**Stated exercise:**
Can you write out the material below again, replacing every "deepest inside" with "most central within" and leaving everything else unchanged?

◇ ◇ ◇ ◇ ◇

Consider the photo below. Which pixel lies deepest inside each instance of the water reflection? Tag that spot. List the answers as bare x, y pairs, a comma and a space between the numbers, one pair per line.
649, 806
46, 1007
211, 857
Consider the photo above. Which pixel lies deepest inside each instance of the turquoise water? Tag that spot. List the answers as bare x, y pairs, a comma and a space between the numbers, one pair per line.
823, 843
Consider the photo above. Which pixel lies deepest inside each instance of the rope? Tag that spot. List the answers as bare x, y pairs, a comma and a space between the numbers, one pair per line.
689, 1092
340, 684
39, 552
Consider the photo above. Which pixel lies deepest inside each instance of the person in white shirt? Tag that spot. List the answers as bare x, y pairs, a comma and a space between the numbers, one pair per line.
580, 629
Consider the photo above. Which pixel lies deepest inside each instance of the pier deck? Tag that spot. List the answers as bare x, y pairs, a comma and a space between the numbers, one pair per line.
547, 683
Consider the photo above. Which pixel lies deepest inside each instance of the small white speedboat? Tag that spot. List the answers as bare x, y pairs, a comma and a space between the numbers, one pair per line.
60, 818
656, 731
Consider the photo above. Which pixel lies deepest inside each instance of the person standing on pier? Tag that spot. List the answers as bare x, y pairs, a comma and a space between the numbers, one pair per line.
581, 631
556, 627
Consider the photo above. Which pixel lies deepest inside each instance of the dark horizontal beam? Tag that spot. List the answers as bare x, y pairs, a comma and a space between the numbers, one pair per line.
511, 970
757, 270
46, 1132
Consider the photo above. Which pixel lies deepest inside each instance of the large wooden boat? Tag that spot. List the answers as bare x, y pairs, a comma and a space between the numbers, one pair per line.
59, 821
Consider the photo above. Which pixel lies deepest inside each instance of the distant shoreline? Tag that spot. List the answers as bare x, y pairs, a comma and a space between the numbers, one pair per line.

◇ ◇ ◇ ◇ ◇

**Correct output:**
Consider the photo below. Which pixel lies most central within each instance of the water reflection? Tag that spot. List the answers as bare x, y pairs, a comma and a space between the numbers, one pair per line.
649, 806
46, 1007
211, 857
Consider the photo above. Which pixel lies most central within each instance of the turquoise water? Tag that spot. List the answers as bare x, y pairs, a comma and a space between the numbers, one pair per line.
823, 843
Consider the photo above. Which pixel lies most central within each instance of the rope? Tag that spot. List the answers as bare x, y pairs, a comma and a space between the numbers, one pair per line.
689, 1092
340, 684
39, 552
Consider the photo above. Which pixel lies most central within each instance of the person in white shirt? Tag that spot. List the answers as bare x, y pairs, a comma and a space between the numbers, one pair per line.
580, 629
Consider the photo above. Which pixel lies most central within each instance of the pier deck? Tag that spot. List the answers as bare x, y pairs, a comma and a space between the numbers, one pair per line.
547, 683
Consider the photo above. Which pixel lies most central within each instance of the small white speedboat? Tag that spot. List the answers as bare x, y pairs, a comma and a space between the numbers, one pair per line.
60, 818
656, 731
Consider the photo above. Which pixel lies most central within each instance of the person standing on pier? Tag that spot. List the answers as bare x, y pairs, a comma and a space between the numbers, one pair per line.
581, 631
556, 627
Consider the photo above. Which pixel lies most central within each instance of the dark horizontal beam? Tag that spot. List the answers as bare x, y pairs, a comma and a space between the numbers, one pair per line.
511, 970
757, 270
46, 1132
Consider the photo above. Which pixel lies most central within each instance of the large wooden boat? Tag that spot. List the answers as bare x, y pairs, a comma and a space between the numbers, one pair per line.
59, 821
Consider the photo above. Which pixel lies most central within each instance of the distant shoreline? Tag that spot. List the answers as bare x, y pairs, a comma and a space between the numbers, one pair per line.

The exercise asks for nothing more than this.